Pocas veces la figura de un escritor, y seguramente nunca la de un escritor argentino, alcanzó el relieve y la resonancia internacional que la prensa, el público y las academias le otorgan a la memoria y a la obra de Jorge Luis Borges en éste, el año del centenario de su nacimiento.

Prácticamente desde enero hasta la culminación de agosto, el nombre de Borges abundó, como jamás lo había hecho antes, en todos los medios del mundo y, como cabía esperar, principalmente en los nuestros.

Nuevas ediciones de sus libros, exhumaciones inesperadas de algunos de sus textos inéditos y juveniles; estudios críticos y analíticos de su obra, reediciones de charlas que el autor de "El Aleph" mantuvo con otras personas vinculadas con el mundo literario, recopilaciones anecdóticas de quienes lo frecuentaron y cultivaron su amistad o dicen, por lo menos, haberla cultivado, han poblado y siguen poblando el año borgeano sin atisbos visibles de que ese entusiasmo vaya a decaer en los próximos meses.

Pero este apogeo no deja de plantear un enigma, ya que no parece haber sido una promoción lo suficientemente poderosa como para que, por lo menos una vez, alguno de sus títulos apareciera encabezando las listas de libros más vendidos. A juzgar por esta comprobación, el autor más notable de los últimos tiempos y uno de los más grandes del siglo, no es el que más vende ni mucho menos.

Nadie se abalanza sobre las Obras Completas o sobre "Historia Universal de Infamia" o "Ficciones". Ese fenómeno no ocurre con Borges. No es el caso, en cambio, de García Márquez o de Vargas Llosa, por citar a dos autores respetados tanto por los círculos universitarios como por la crítica más exigente; sus libros, más los del primero que los del segundo, siempre obtuvieron inmediatos éxitos de venta y sus primeras ediciones se vieron rápidamente agotadas. Para ellos, la publicidad radicó primeramente en la profusión de lectores y esa hazaña alimentó más tarde los previsibles slogans de mercado incrementando aún más el número de libros vendidos. Posiblemente no sea apropiado comparar a escritores tan distintos, salvo que sus "famas" son de algún modo equiparables y hoy es imposible, en cualquier parte del mundo, no relacionar los mejores textos de la narrativa contemporánea en español con García Márquez y Jorge Luis Borges. Sólo que Borges, habría que añadir, es mucho más que un narrador en tanto que García Márquez rara vez es otra cosa.

★ ★ ★

**Tarea propuesta:** Según el artículo, ¿cuál de los dos autores, García Márquez o Vargas Llosa, tuvo más éxito de ventas con sus libros? El material que aparece a continuación no guarda relación con el artículo.

★ ★ ★

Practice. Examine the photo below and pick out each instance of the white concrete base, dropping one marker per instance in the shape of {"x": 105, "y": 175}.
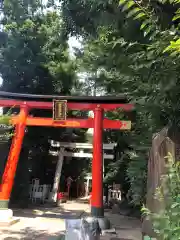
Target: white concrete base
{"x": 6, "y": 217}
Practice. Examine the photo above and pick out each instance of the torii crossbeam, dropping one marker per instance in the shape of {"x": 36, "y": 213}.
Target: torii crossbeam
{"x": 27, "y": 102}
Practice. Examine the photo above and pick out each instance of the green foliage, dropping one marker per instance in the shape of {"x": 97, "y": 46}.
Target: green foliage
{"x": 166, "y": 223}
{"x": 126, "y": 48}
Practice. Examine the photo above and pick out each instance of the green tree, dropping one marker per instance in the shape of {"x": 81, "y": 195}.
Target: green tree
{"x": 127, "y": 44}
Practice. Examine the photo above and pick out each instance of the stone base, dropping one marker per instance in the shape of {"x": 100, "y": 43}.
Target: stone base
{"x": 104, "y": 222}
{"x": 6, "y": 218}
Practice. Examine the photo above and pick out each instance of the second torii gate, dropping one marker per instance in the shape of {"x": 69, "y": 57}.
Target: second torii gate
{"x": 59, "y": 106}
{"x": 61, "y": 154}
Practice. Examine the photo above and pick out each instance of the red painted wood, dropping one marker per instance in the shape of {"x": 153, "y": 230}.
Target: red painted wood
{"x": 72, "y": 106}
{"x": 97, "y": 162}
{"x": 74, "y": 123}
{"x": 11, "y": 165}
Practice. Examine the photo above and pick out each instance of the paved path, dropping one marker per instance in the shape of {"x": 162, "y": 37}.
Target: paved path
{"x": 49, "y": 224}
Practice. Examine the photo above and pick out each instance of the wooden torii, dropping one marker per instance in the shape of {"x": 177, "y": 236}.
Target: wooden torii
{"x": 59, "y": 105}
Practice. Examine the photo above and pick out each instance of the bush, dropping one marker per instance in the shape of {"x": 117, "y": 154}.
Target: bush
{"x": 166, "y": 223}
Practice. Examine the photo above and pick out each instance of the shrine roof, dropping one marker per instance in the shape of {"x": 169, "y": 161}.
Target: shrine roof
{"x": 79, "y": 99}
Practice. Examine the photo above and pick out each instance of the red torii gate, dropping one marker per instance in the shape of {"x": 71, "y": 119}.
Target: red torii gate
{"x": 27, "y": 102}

★ ★ ★

**Respuesta final:** Los libros de García Márquez tuvieron más éxito de ventas que los de Vargas Llosa.